• **PROBLEM TO WORK ON**: Your task is to transcribe the entries exactly.

START DATASET CONTENT

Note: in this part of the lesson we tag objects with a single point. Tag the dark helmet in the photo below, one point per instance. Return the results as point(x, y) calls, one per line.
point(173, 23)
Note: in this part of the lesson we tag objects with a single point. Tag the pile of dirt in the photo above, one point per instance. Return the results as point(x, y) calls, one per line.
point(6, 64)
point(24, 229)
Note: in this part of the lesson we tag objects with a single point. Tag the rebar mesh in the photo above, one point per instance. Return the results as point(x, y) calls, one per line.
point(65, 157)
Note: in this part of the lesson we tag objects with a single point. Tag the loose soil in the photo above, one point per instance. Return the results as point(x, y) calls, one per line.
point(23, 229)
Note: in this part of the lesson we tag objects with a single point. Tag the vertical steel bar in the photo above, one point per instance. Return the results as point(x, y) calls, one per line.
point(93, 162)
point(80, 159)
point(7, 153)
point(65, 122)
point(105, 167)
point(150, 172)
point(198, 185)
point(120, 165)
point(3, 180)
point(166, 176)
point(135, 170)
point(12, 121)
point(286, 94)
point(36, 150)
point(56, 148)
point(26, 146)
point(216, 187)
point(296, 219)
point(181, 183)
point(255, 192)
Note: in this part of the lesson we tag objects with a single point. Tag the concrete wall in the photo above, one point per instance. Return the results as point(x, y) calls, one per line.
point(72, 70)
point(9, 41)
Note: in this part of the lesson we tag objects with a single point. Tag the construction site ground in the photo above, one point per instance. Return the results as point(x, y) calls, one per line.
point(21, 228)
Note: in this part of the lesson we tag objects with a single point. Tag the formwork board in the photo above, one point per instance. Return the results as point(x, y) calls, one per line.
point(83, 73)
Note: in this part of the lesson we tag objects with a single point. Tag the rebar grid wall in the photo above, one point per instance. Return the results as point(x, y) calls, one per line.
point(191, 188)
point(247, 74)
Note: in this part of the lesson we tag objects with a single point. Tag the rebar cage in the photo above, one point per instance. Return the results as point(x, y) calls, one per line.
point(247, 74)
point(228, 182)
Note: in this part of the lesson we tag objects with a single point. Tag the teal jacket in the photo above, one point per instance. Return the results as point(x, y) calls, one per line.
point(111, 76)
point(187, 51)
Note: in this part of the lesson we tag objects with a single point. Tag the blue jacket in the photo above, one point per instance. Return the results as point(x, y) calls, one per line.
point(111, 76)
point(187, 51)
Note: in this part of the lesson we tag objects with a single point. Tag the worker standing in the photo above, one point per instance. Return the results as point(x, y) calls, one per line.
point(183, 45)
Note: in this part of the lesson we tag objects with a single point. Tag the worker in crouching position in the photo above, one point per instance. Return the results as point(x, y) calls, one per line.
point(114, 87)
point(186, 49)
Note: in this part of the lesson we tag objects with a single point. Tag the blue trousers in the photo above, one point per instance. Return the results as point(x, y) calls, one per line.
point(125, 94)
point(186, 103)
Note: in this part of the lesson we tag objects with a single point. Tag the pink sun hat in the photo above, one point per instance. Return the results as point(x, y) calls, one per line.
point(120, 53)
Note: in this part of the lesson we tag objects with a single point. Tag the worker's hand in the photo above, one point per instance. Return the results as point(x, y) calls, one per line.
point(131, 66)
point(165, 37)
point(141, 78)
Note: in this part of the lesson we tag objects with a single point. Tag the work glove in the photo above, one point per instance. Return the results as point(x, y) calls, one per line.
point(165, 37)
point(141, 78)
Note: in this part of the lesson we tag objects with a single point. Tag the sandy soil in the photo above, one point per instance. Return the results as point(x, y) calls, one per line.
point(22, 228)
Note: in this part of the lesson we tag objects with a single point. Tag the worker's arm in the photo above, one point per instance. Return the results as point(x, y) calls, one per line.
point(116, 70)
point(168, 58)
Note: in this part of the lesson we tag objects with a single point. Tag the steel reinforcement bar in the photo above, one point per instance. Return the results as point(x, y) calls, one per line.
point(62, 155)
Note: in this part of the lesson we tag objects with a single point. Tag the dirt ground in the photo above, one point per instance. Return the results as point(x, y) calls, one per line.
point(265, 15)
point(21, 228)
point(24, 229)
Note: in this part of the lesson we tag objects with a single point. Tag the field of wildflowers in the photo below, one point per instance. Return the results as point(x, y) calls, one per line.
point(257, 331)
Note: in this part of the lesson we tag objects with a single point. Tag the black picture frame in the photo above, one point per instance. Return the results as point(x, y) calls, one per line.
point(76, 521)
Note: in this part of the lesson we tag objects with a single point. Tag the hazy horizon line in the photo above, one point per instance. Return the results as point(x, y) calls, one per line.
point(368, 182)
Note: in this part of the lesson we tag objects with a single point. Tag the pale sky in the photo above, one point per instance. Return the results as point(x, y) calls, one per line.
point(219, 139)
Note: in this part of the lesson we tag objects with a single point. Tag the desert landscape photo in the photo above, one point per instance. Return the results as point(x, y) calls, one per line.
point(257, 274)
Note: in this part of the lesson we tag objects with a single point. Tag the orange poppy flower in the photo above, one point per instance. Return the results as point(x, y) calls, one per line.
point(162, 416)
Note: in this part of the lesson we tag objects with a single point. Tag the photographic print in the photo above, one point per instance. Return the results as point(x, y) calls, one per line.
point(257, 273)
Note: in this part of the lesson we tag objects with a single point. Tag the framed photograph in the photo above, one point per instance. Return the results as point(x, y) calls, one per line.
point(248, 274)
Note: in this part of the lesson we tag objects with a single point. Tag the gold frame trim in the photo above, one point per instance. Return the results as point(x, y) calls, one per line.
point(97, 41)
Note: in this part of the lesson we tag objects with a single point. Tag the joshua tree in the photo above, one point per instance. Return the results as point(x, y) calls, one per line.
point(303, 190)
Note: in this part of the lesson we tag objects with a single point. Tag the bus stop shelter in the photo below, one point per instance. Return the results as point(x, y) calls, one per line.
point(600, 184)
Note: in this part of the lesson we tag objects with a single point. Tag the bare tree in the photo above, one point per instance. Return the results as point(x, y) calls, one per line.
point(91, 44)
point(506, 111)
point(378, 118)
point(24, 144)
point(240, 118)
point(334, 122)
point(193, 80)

END DATASET CONTENT

• **WRITTEN SOLUTION**:
Note: in this part of the lesson we tag objects with a single point. Tag the dark helmet in the photo below, one point per instance. Return the results as point(x, y) calls, one per line.
point(173, 23)
Note: in this part of the lesson we tag objects with a single point. Tag the pile of dirt in the photo above, one point per instance. Return the results as point(x, y) calls, one per line.
point(6, 64)
point(24, 229)
Note: in this part of the lesson we tag objects with a single point. Tag the rebar mesh in the photo above, one point per instance. Return the results as point(x, y) calls, one per line.
point(65, 157)
Note: in this part of the lesson we tag objects with a single point. Tag the loose soil in the photo above, one point per instance. Return the results as point(x, y) calls, one per line.
point(23, 229)
Note: in this part of the lesson we tag objects with a single point. Tag the vertical steel bar in the photo above, one point per instance. Return the results as point(x, y) calls, one per line.
point(93, 162)
point(80, 159)
point(7, 153)
point(65, 122)
point(105, 167)
point(150, 172)
point(198, 185)
point(120, 165)
point(3, 180)
point(166, 176)
point(135, 170)
point(12, 121)
point(286, 94)
point(36, 150)
point(56, 148)
point(26, 146)
point(216, 187)
point(296, 219)
point(181, 183)
point(255, 192)
Note: in this part of the lesson we tag objects with a single point. Tag the concrete wall in the photo above, one point per instance. Return the results as point(x, y) calls, one per line.
point(72, 70)
point(9, 41)
Note: in this part of the lesson we tag objects with a single point. Tag the construction site ground in the photo above, one point per instance. Return the results as point(x, y) calls, one per line.
point(21, 228)
Note: in this part of the lesson we tag objects with a single point. Tag the formwork board in the photo above, one point per instance. Return the results as point(x, y) calls, one per line.
point(83, 73)
Note: in this part of the lesson we tag objects with a single point. Tag the rebar grid wall in the photo above, one point per instance. Return the results as point(x, y) calls, one per line.
point(191, 188)
point(247, 74)
Note: in this part of the lesson we tag objects with a single point. Tag the rebar cage in the photo above, one point per instance. Return the results as point(x, y) calls, one per line.
point(247, 74)
point(228, 182)
Note: in this part of the lesson we tag objects with a single point. Tag the teal jacket in the photo above, one point per instance. Return the results as point(x, y) calls, one per line.
point(111, 76)
point(187, 51)
Note: in this part of the lesson we tag objects with a single point. Tag the blue jacket in the photo above, one point per instance. Return the results as point(x, y) calls, one per line.
point(111, 76)
point(187, 51)
Note: in this part of the lesson we tag objects with a single point. Tag the worker standing in the photo above, one point per instance. Return the results as point(x, y) calls, one per line.
point(183, 45)
Note: in this part of the lesson we tag objects with a single point. Tag the worker in crouching position in the photo above, one point per instance. Return the results as point(x, y) calls, one per line.
point(114, 87)
point(186, 49)
Note: in this part of the lesson we tag objects with a single point. Tag the blue trousers in the photo above, one point per instance. Return the results as point(x, y) calls, one per line.
point(125, 94)
point(186, 103)
Note: in this part of the lesson we tag objects with a single point. Tag the pink sun hat in the photo above, one point per instance. Return the results as point(x, y) calls, one per line.
point(120, 53)
Note: in this part of the lesson we tag objects with a single point. Tag the worker's hand in the photo above, one point per instance. Return the results as point(x, y) calls, one per line.
point(131, 66)
point(165, 37)
point(141, 78)
Note: in this part of the lesson we tag objects with a single point. Tag the work glove in the photo above, one point per instance. Return the results as point(x, y) calls, one per line.
point(165, 37)
point(141, 78)
Note: in this part of the lesson we tag objects with a single point. Tag the sandy soil in the photo above, one point per instance. Return the results as point(x, y) calls, one per line.
point(22, 228)
Note: in this part of the lesson we tag objects with a single point. Tag the worker's arm in the photo above, one point per instance. Return the results as point(x, y) calls, one per line.
point(116, 70)
point(168, 58)
Note: in this part of the lesson we tag objects with a single point. Tag the steel reinforcement bar in the photo above, one point per instance. Return the results as point(x, y) calls, one per line.
point(62, 155)
Note: in this part of the lesson we tag objects with a single point. Tag the dirt ground in the photo above, one point per instance. Return the results as point(x, y) calls, one per line.
point(265, 15)
point(21, 228)
point(24, 229)
Note: in this part of the lesson we tag objects with a single point. Tag the field of wildflowers in the photo below, one point per instance. Return the results as point(x, y) calls, one per line.
point(257, 331)
Note: in this part of the lesson we tag objects with a single point. Tag the black picture frame in the photo above, one point per instance. Return the results as point(x, y) calls, one per line.
point(76, 521)
Note: in this part of the lesson we tag objects with a single point. Tag the hazy horizon line in the photo above, one point per instance. Return the results as point(x, y) calls, one per line.
point(368, 182)
Note: in this part of the lesson we tag objects with a single point. Tag the pale sky in the photo above, one point per instance. Return the results as point(x, y) calls, one per line.
point(219, 139)
Note: in this part of the lesson we tag objects with a single point. Tag the desert landscape photo in the photo above, one point per instance. Return the results as point(x, y) calls, one per line.
point(257, 274)
Note: in this part of the lesson we tag objects with a single point. Tag the orange poppy flower in the photo above, one point per instance. Return the results as point(x, y) calls, one per line.
point(162, 416)
Note: in this part of the lesson we tag objects with a single point. Tag the photographic print in the photo above, one point per instance. Return the results as point(x, y) calls, one per line.
point(257, 273)
Note: in this part of the lesson we tag objects with a single point. Tag the framed photograph in the photo above, one point per instance. Return the results as point(x, y) calls, one per line.
point(248, 274)
Note: in this part of the lesson we tag objects with a single point. Tag the gold frame trim in the photo above, one point per instance. Return the results as point(x, y) calls, one per line.
point(97, 41)
Note: in this part of the lesson we tag objects with a single point. Tag the joshua tree in the photo above, one point per instance. Return the results as point(x, y) calls, one per line.
point(303, 190)
Note: in this part of the lesson we tag objects with a single point. Tag the bus stop shelter in the photo below, one point per instance. Return the results as point(x, y) calls, one per line.
point(600, 184)
Note: in this part of the lesson we tag objects with a single point. Tag the bare tree in the photo above, one point per instance. Return the results as point(x, y) calls, one per line.
point(91, 44)
point(506, 111)
point(378, 118)
point(24, 144)
point(240, 118)
point(334, 122)
point(193, 80)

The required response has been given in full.